Reescribe todas las líneas de los registros desde la que contiene "# test: locate points for every instance of the white table", incluida esa, hasta el final, sin omitir ninguna. Incrementa en 8 cada número de las coordenadas de las respuestas.
====== Datos registrados
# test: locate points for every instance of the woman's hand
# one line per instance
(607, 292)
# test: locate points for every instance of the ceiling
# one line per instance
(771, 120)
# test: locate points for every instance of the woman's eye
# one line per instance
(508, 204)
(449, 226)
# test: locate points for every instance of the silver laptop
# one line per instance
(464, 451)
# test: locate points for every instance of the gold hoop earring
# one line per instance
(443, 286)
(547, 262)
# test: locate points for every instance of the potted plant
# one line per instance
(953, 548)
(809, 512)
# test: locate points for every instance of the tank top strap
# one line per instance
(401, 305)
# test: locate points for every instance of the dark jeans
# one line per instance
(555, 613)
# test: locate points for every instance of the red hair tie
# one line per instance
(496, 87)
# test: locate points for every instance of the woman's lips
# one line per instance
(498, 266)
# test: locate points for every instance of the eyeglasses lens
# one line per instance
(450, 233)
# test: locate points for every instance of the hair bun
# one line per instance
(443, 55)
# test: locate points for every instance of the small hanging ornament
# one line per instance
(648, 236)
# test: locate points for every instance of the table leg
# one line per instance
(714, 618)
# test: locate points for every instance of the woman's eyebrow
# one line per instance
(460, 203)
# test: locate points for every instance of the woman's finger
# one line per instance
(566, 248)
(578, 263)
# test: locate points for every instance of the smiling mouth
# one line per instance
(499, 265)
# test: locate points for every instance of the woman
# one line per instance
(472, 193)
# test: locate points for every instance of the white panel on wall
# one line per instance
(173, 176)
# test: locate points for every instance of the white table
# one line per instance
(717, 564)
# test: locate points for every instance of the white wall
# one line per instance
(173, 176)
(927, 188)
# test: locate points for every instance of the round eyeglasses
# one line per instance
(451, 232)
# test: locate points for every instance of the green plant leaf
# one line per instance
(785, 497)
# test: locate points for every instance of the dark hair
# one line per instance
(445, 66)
============
> **Resultado**:
# test: locate points for every instance of the white table
# one line per instance
(725, 572)
# test: locate points for every instance of the white wall
# one line per instance
(181, 184)
(935, 196)
# test: locate points for every instance of the round eyeglasses
# one line per instance
(459, 240)
# test: locate points for every instance of the green plant leaf
# one line per instance
(793, 505)
# test: locate points for every instance of the dark hair
# one line per instance
(453, 74)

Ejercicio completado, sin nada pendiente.